[Natural-language object grounding data]
####
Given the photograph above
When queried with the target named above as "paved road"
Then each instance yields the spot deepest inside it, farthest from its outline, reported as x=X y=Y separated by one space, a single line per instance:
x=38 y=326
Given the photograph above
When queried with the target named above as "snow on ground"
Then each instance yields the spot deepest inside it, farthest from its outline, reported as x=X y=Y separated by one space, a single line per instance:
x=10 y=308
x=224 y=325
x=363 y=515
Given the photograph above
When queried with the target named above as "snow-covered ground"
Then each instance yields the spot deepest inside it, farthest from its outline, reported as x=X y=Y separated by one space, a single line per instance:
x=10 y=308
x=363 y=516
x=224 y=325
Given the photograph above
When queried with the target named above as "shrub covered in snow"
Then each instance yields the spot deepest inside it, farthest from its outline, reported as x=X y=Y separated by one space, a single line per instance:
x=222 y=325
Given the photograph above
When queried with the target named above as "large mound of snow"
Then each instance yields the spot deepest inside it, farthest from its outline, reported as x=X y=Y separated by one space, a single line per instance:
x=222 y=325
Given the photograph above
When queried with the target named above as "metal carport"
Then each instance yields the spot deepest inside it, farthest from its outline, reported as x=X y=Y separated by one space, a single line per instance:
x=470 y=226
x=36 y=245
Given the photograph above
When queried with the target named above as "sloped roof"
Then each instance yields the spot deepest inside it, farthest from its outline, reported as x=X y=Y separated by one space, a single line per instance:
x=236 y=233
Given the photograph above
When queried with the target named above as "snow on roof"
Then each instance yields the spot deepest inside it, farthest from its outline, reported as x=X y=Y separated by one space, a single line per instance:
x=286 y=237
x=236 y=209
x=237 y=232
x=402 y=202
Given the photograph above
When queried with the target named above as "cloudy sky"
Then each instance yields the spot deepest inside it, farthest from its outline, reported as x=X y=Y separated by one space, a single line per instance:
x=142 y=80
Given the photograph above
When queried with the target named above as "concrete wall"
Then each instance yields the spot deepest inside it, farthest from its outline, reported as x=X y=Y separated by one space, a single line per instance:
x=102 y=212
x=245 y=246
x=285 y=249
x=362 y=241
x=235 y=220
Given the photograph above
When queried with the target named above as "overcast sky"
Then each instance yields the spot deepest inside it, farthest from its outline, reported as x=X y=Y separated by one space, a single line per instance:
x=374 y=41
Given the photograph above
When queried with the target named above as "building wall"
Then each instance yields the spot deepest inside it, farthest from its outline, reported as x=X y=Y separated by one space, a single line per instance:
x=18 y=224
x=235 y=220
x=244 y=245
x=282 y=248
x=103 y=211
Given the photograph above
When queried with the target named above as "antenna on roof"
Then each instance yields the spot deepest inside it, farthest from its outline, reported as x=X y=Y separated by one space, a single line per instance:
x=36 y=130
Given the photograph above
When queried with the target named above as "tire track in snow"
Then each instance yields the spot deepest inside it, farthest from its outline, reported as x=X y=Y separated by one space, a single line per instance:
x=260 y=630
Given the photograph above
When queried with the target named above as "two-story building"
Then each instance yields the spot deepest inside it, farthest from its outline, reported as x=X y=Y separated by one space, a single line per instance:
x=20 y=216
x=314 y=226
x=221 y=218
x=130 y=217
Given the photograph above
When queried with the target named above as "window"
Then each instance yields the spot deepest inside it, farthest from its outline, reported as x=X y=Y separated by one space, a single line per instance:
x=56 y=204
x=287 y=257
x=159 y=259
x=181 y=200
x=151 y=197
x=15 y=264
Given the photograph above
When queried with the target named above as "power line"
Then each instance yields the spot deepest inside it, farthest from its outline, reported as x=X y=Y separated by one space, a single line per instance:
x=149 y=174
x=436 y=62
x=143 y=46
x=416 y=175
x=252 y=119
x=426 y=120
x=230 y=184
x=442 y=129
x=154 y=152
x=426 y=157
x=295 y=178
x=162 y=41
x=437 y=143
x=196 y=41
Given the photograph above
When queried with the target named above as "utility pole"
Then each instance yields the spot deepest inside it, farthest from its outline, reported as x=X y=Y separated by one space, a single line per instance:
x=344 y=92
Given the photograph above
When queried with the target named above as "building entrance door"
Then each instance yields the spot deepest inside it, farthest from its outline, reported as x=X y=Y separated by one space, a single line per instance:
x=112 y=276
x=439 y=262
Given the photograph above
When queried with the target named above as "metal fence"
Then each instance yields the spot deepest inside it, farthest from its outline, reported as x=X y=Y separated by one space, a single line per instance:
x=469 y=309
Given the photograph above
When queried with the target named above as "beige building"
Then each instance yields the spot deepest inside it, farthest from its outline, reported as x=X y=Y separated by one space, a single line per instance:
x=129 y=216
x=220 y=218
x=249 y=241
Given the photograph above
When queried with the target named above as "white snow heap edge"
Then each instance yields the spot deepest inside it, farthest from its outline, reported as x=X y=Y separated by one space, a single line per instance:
####
**ACTIVITY:**
Write the data out again in full. Match it word for word.

**OUTPUT FOR THIS EXERCISE:**
Given the photograph above
When queried with the target named above as "paved road"
Then each instance yields the spot deepest inside it, farthest from its outline, reported as x=X y=Y separated by one space, a single line per instance:
x=38 y=326
Given the photograph above
When queried with the target named above as "snow on ground"
Then each instance yields the spot deepest inside it, farthest from its outline, reported as x=X y=Y separated by one space, a single line per instance:
x=10 y=308
x=224 y=325
x=363 y=515
Given the photograph above
When queried with the target named above as "snow-covered ground"
Then each instance yields the spot deepest inside it, farthest from its outline, reported as x=X y=Y separated by one space, a single line per instance:
x=10 y=308
x=363 y=516
x=224 y=325
Given the photograph above
When queried with the target named above as "shrub covered in snow"
Then each instance yields the spot deepest inside it, farthest from its outline, reported as x=X y=Y separated by one space, a single line per instance:
x=222 y=325
Given the photograph above
When queried with the target named above as "large mound of snow"
Then each instance yields the spot deepest inside it, farthest from its outline, reported as x=X y=Y separated by one space, a single line per instance:
x=222 y=325
Given the photograph above
When queried with the target named above as "metal carport"
Then each instance yields the spot deepest inside it, farthest from its outline, reported as x=X y=Y separated by one space, a single line per instance:
x=470 y=226
x=36 y=245
Given the photograph above
When queried with the target named above as "sloped roof"
Then each instance yields the spot deepest inside it, farthest from its outline, reported as x=X y=Y separated by one space, a single line per instance:
x=236 y=233
Given the photograph above
When queried with the target named above as "snow on roof"
Then each instance yields the spot deepest inside it, farthest from its outline, reported as x=X y=Y separated by one space, a single line per instance:
x=286 y=237
x=236 y=209
x=237 y=232
x=402 y=202
Given the photograph above
When queried with the target named above as "cloudy sky"
Then each instance yields the spot deepest inside it, farthest from its outline, reported as x=X y=Y separated by one space, a single line per instance:
x=142 y=80
Given the photograph above
When queried with the target named above as "concrete wall"
Then each instance yields the spot deepest inside it, farthest from its outline, reported as x=X y=Y separated by one space, a single line per instance:
x=102 y=212
x=245 y=246
x=285 y=249
x=362 y=241
x=235 y=220
Given the photograph above
When queried with the target named above as "overcast sky"
Then each instance yields the spot deepest inside it, farthest from its outline, reported as x=X y=Y separated by one space, a single line per instance:
x=374 y=41
Given the photograph above
When queried with the target named above as "building wall"
Then each instance yields the spot deepest inside it, farthest from its outline, reported as x=X y=Y separated by one space, a single line per instance:
x=18 y=224
x=235 y=220
x=244 y=245
x=282 y=248
x=103 y=211
Given the photograph above
When queried with the target named above as "antenna on roof"
Then each instance yields the spot deepest inside it, farthest from its outline, reported as x=X y=Y separated by one space, a single line per instance:
x=36 y=130
Given the photograph above
When queried with the target named above as "tire track in snow"
Then each instance yields the spot deepest inside it, farthest from its outline, reported as x=X y=Y separated by one space, a single line per instance:
x=260 y=630
Given the photograph above
When queried with the target named above as "two-story building"
Then each instance yields the spot deepest inside it, farthest from its outline, reported as x=X y=Y separated by one space, a single line per instance:
x=20 y=216
x=314 y=226
x=221 y=218
x=130 y=217
Given the photograph above
When queried with the target named above as "window"
Then each instance yields the spot deepest inside it, farthest from its outline, reported as x=X y=Y separated by one space, a single line per instance:
x=56 y=204
x=287 y=257
x=159 y=259
x=181 y=200
x=151 y=197
x=15 y=264
Given the photograph above
When queried with the target named above as "power line"
Then each instance yields the spot deepest inside it, farthest from its outline, reported as x=X y=Y separated by one space, a single line per instance:
x=149 y=174
x=436 y=62
x=143 y=46
x=416 y=175
x=252 y=119
x=426 y=120
x=230 y=184
x=442 y=129
x=154 y=152
x=426 y=157
x=295 y=178
x=162 y=41
x=437 y=143
x=196 y=41
Given the photograph above
When queried with the target named above as "utility pole"
Then each instance yields the spot deepest inside it, farthest from its outline, reported as x=X y=Y separated by one space, a single line per instance:
x=344 y=92
Given the photograph above
When queried with the target named above as "building entrance door"
Then each instance yields the spot deepest inside it, farthest from its outline, reported as x=X y=Y separated by one space, a single line per instance:
x=112 y=276
x=439 y=262
Given the photograph above
When queried with the target named above as "metal fence"
Then each instance yields the spot deepest inside it, farthest from its outline, reported as x=X y=Y separated by one space, a single line per instance:
x=469 y=309
Given the photograph above
When queried with the target named above as "beige building"
Then each instance yields the spot deepest inside it, farthest from its outline, reported as x=X y=Y separated by one space, a single line per instance:
x=129 y=216
x=220 y=218
x=249 y=241
Given the photograph above
When queried with the target named above as "white snow heap edge"
Then each instance yields the spot deepest inside it, farthest from its outline, reported as x=X y=Y separated by one space, a single line per instance:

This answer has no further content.